— EXCERPT TO READ —
------------

ROC (Receiver Operating Characteristic) is another commonly used evaluation metric for the evaluation of classifiers. Three ROC variants exist in DL4J:

- ROC - for single binary label (as a single column probability, or 2 column ‘softmax’ probability distribution).
- ROCBinary - for multiple binary labels
- ROCMultiClass - for evaluation of non-binary classifiers, using a “one vs. all” approach

These classes have the ability to calculate the area under ROC curve (AUROC) and area under Precision-Recall curve (AUPRC), via the `calculateAUC()`

and `calculateAUPRC()`

methods. Furthermore, the ROC and Precision-Recall curves can be obtained using `getRocCurve()`

and `getPrecisionRecallCurve()`

.

The ROC and Precision-Recall curves can be exported to HTML for viewing using: `EvaluationTools.exportRocChartsToHtmlFile(ROC, File)`

, which will export a HTML file with both ROC and P-R curves, that can be viewed in a browser.

Note that all three support two modes of operation/calculation

- Thresholded (approximate AUROC/AUPRC calculation, no memory issues)
- Exact (exact AUROC/AUPRC calculation, but can require large amount of memory with very large datasets - i.e., datasets with many millions of examples)

------------

— SOURCE EXCERPT —

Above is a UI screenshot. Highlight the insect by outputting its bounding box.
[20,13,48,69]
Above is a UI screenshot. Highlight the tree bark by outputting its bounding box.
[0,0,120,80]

------------

— WHAT YOU NEED TO DO —
a) In the DL4J ROC excerpt, which ROC variant evaluates non-binary classifiers?
b) Which methods does the DL4J ROC excerpt name in code formatting? List every one.
c) Resume the DL4J ROC excerpt from its last line about the exact mode and memory use.

— ANSWERS BELOW —
a) ROCMultiClass, which uses a "one vs. all" approach.

b)
- `calculateAUC()`
- `calculateAUPRC()`
- `getRocCurve()`
- `getPrecisionRecallCurve()`
- `EvaluationTools.exportRocChartsToHtmlFile(ROC, File)`

c)
The number of bins can be set using the constructors. Exact can be set using the default constructor `new ROC()`

or explicitly using `new ROC(0)`

See ROCBinary JavaDoc is used to evaluate Binary Classifiers.

## Evaluating Classifier Calibration

Deeplearning4j also has the EvaluationCalibration class, which is designed to analyze the calibration of a classifier. It provides a number of tools for this purpose:

- Counts of the number of labels and predictions for each class
- Reliability diagram (or reliability curve)
- Residual plot (histogram)
- Histograms of probabilities, including probabilities for each class separately

Evaluation of a classifier using EvaluationCalibration is performed in a similar manner to the other evaluation classes.
The various plots/histograms can be exported to HTML for viewing using `EvaluationTools.exportevaluationCalibrationToHtmlFile(EvaluationCalibration, File)`

.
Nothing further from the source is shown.